:: Texto proporcionado

El legado de Michael Crichton

El 6 de noviembre del 2009, murió Michael Crichton. El más importante autor de ciencia-ficción (en su modalidad del technothriller) de los últimos veinticinco años. Nadie como él, dotó a la literatura estadounidense y universal de una característica que muchas veces se descuida en nombre de consideraciones esteticistas, teóricas o de exploración intelectual (por lo demás, válidas en sí mismas): la aventura.
Leer las obras de Crichton es sumergirse en un mundo cuya esencia tiene un nombre y sólo un nombre: dinamismo. El vértigo de una narrativa que va siempre hacia delante; no se detiene, avanza, impeliendo los acontecimientos de ficción hacia una autopista literaria en la que el texto y el receptor no pueden sino ir adquiriendo velocidad a medida que se deslizan por ella.
Michael Crichton nos obligó a ser pilotos de pruebas de un Fórmula Uno narrativo. Nos trepábamos a la máquina y ya nada ni nadie la podía detener. No quedaba más que gozar del ímpetu de la carrera y enseñar nuestras mejores habilidades al frente del bólido literario que teníamos en nuestras manos.

Michael Crichton, un lustro antes de su muerte.

Dechado de virtudes novelísticas, su mayor cualidad fue la seriedad investigadora con la que construyó sus historias. Plenas de información fehaciente, su innegable didactismo vertebró las tramas de manera tan virtuosa que su posible afección terminaba siempre por ser provechosa y bienvenida en sus narraciones: sin el elemento de verosimilitud anclado en el mundo real, sus libros no hubieran sido tan buenos y acaso no hubieran sido posibles.
La magna aventura de nuestra era científica, abigarrada de posibilidades tecnológicas, quedó ligada para siempre a los libros del oriundo de Chicago. De The Andromeda Strain a Next, pasando por Raising Sun, Sphere, Airframe, Disclosure, Timeline y State of Fear, entre muchos otros.
Sin duda su obra maestra fue Jurassic Park (New York, Ballantine Books, 1990). En ella, el lector queda atenazado por todas partes. No puede dejar inconclusa una trama de trepidante suspense.
La decantación de información científica de Jurassic Park  —en particular sobre ingeniería genética—, con el buen manejo del atractivo plástico de una de las ramas matemáticas más inquietantes del último cuarto de siglo, la Teoría del Caos, da carne y sangre al cuerpo del texto de  ficción.

::::
:: Extracto de datos

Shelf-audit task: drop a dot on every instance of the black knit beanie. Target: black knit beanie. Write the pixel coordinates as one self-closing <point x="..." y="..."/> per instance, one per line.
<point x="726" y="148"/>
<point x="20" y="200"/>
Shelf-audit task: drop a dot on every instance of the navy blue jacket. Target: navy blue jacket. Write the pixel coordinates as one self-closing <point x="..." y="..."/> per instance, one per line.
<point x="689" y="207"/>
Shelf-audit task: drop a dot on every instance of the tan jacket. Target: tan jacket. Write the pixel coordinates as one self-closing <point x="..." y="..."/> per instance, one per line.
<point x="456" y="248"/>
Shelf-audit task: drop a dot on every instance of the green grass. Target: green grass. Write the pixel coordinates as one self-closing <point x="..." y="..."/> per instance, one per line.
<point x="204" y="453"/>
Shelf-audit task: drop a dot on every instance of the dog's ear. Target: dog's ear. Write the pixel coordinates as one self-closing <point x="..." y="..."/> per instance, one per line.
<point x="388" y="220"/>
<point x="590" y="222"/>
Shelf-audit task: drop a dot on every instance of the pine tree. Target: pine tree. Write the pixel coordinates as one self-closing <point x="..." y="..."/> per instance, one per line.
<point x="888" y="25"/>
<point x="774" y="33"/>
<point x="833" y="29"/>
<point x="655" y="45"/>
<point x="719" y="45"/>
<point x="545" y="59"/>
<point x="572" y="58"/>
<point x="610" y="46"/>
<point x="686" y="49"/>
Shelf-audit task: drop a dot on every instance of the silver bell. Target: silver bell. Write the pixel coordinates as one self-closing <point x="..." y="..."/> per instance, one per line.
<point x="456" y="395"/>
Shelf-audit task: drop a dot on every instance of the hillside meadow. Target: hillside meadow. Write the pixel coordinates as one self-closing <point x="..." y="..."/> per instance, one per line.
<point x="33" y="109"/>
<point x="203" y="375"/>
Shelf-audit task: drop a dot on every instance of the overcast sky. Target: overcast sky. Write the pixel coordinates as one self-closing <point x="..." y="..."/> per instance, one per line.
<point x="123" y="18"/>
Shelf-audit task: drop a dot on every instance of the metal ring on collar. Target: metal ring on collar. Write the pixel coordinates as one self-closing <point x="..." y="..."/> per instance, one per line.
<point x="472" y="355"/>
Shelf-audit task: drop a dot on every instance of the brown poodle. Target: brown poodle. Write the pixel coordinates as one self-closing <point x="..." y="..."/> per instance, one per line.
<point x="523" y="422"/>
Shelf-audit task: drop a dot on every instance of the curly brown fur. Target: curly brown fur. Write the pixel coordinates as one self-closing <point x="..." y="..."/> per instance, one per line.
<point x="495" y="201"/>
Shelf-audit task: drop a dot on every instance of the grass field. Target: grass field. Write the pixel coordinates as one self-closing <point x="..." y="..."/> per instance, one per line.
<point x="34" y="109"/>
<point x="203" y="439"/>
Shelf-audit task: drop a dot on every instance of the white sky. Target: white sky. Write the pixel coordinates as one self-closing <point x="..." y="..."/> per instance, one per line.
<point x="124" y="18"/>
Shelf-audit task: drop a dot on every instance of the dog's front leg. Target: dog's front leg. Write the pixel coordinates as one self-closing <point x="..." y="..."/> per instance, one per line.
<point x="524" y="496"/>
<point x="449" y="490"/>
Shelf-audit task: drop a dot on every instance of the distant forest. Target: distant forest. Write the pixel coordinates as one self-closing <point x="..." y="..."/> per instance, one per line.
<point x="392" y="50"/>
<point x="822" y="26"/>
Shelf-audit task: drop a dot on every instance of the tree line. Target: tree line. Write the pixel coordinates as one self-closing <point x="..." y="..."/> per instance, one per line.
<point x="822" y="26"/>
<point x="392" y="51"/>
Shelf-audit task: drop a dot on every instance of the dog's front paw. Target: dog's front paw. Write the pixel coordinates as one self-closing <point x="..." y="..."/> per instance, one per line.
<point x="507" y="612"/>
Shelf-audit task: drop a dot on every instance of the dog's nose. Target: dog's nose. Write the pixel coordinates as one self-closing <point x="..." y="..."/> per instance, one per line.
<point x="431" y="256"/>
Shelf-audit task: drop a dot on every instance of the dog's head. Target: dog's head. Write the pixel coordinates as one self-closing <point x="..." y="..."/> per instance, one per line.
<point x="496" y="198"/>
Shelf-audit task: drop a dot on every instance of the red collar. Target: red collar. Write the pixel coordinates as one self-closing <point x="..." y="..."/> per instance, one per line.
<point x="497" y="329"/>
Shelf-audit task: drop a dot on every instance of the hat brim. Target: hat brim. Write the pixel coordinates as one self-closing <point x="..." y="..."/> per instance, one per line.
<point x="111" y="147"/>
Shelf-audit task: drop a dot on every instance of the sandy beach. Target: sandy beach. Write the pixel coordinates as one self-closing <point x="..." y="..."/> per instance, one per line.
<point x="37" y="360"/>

::::

Tareas por realizar:
1. Responde con base en el texto sobre Michael Crichton:
(a) ¿Cuál fue, según el texto, la mayor cualidad de Crichton como novelista?
(b) ¿Qué libro se señala como su obra maestra?
(c) ¿Qué rama de las matemáticas se menciona a propósito de ese libro?
2. Prosigue el texto sobre Michael Crichton a partir de su última oración.
Para resolver estas tareas no hacen falta los datos.

Respuestas por tarea:
1.
(a) La seriedad investigadora con la que construyó sus historias.
(b) Jurassic Park (New York, Ballantine Books, 1990).
(c) La Teoría del Caos.

2.
En la novela, la asombrosa facticidad de lo improbable revela la futilidad del paso de nuestra especie por el planeta.  La resucitación de seres extintos, acabados por la razón que sea pero que escapó a nuestra voluntad, e incluso a nuestra capacidad para buscar y obtener respuestas escudriñando y descifrando con nuestro poderoso aparato teórico todo lo que nos resulta enigmático, desnuda nuestra grandilocuencia.
El Parque jurásico, esa isla high-tech en la que su dueño, John Hammond, soñó que la filosa tecnología de nuestra época podía controlar a un conjunto de seres de otro tiempo, un tiempo sin humanos, se convierte en el amargo reflejo de una realidad largamente ignorada.
Ni las cercas electrificadas, las escopetas con balas expansivas o las zanjas de cinco metros; ni el absoluto control lógico de los sistemas cibernéticos que automatizan por completo al parque, puede detener lo inevitable: el imperio del caos. Porque los sistemas biológicos no se someten a nuestras necesidades racionales; se abren paso siguiendo una lógica compleja y paradójica en la que la estabilidad está ligada a lo aleatorio.
Ciertamente puede describirse en ella un orden, que incluso es posible interpretar matemáticamente. Pero esta interpretación, como ocurriera a los teólogos medievales cuando descubrieron que a Dios apenas se le podía nombrar para decir algo significativo acerca de él, sólo muestra que al pie de nuestro balbuceo teórico se encuentra un infinito abismo (biológico, cósmico y temporal) al que sólo podemos admirar y temer.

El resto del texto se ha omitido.